→ **PROMPT**: Among the entries below, extract exactly the lines that run from the one with "Target: front wheel" through the one with "Target: headlight", both ends included.

*** GIVEN RECORDS

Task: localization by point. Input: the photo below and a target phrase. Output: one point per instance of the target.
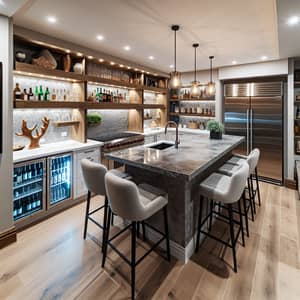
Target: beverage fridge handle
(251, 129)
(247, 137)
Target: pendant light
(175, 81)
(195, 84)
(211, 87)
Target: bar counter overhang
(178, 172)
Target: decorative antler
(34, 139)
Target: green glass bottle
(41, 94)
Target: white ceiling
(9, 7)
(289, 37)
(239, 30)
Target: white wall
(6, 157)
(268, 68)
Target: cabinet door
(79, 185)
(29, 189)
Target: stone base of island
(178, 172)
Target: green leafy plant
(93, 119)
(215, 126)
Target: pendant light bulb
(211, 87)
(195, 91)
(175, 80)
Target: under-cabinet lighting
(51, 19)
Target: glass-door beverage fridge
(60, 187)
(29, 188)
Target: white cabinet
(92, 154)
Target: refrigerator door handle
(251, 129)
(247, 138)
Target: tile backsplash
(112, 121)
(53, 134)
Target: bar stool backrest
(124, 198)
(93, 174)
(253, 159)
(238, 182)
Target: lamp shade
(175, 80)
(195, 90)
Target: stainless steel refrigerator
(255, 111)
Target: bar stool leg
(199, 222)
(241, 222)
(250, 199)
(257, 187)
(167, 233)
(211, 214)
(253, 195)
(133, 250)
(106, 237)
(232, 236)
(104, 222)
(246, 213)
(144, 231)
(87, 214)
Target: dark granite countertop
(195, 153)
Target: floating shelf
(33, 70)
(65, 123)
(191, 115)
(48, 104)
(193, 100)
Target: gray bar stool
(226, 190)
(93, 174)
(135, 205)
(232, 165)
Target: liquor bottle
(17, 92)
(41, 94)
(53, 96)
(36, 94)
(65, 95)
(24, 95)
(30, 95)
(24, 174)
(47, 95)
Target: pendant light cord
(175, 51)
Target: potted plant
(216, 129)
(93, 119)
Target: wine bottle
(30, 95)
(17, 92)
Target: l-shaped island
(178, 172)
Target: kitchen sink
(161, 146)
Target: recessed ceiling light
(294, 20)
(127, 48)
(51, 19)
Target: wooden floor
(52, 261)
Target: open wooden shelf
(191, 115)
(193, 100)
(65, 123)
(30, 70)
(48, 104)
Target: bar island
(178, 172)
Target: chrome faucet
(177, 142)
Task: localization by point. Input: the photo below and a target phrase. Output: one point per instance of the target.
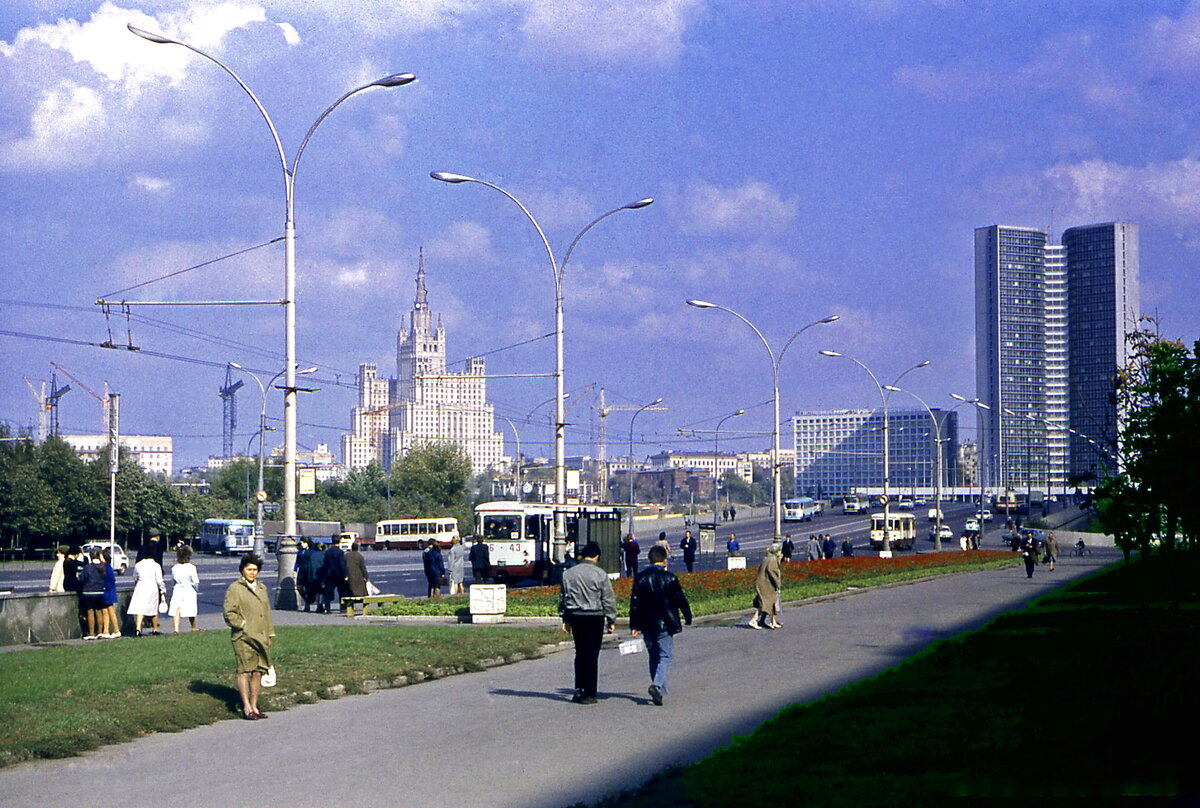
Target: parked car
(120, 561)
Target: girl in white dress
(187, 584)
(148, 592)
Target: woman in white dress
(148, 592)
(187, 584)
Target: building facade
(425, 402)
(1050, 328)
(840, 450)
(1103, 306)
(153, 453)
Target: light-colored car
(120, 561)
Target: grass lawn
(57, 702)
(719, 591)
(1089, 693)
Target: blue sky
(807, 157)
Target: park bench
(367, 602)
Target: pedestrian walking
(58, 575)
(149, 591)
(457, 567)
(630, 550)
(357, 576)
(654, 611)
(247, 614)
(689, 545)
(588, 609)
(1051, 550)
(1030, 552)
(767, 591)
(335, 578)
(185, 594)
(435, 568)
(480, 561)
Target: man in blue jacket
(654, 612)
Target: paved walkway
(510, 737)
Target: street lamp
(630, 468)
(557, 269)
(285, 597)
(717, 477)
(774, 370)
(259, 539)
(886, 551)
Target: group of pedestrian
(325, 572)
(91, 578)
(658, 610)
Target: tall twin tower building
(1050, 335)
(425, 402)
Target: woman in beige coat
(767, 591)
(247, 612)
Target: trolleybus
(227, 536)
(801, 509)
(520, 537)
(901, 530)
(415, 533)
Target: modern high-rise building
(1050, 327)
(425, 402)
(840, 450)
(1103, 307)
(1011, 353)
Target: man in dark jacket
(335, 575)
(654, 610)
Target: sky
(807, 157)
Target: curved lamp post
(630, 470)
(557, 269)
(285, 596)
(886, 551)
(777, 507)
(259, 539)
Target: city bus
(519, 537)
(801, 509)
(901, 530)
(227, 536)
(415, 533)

******
*** GIVEN RECORDS

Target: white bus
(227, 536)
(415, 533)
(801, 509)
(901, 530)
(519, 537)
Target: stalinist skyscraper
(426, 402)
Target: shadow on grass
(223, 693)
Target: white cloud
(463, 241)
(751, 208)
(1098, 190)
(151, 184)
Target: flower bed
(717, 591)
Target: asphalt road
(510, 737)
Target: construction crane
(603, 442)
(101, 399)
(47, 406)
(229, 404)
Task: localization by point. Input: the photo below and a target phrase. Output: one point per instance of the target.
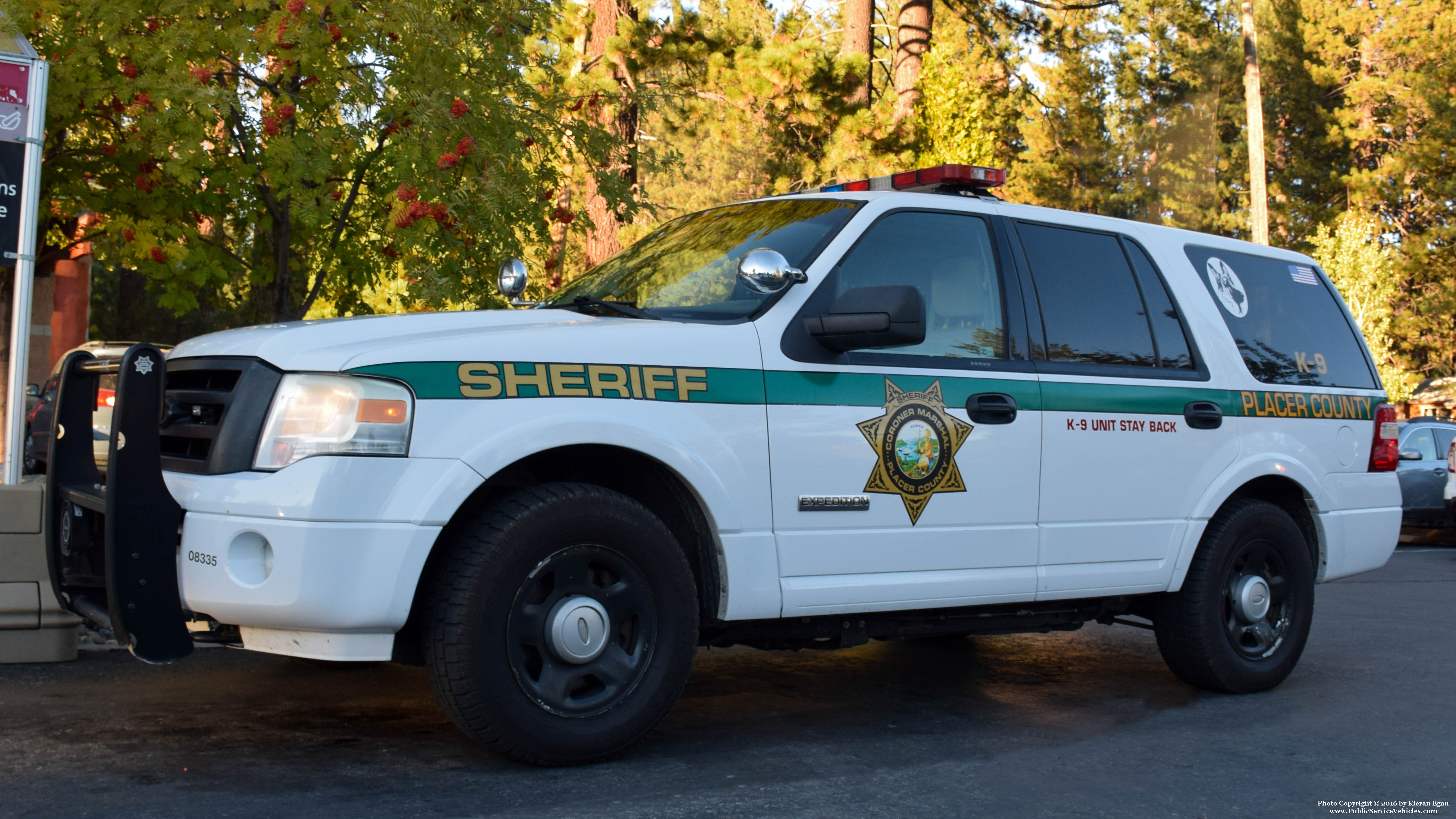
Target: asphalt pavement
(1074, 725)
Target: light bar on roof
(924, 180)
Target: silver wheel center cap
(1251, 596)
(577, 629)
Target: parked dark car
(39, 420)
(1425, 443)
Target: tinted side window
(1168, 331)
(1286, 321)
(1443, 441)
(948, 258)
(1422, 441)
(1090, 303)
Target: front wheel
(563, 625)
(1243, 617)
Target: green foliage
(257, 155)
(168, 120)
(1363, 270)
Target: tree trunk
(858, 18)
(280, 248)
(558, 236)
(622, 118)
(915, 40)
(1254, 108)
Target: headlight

******

→ **RESULT**:
Target: front wheel
(563, 625)
(1243, 617)
Target: green foliage
(257, 155)
(168, 120)
(1363, 270)
Target: tree trunk
(858, 18)
(280, 248)
(558, 236)
(622, 118)
(915, 40)
(1254, 108)
Target: headlight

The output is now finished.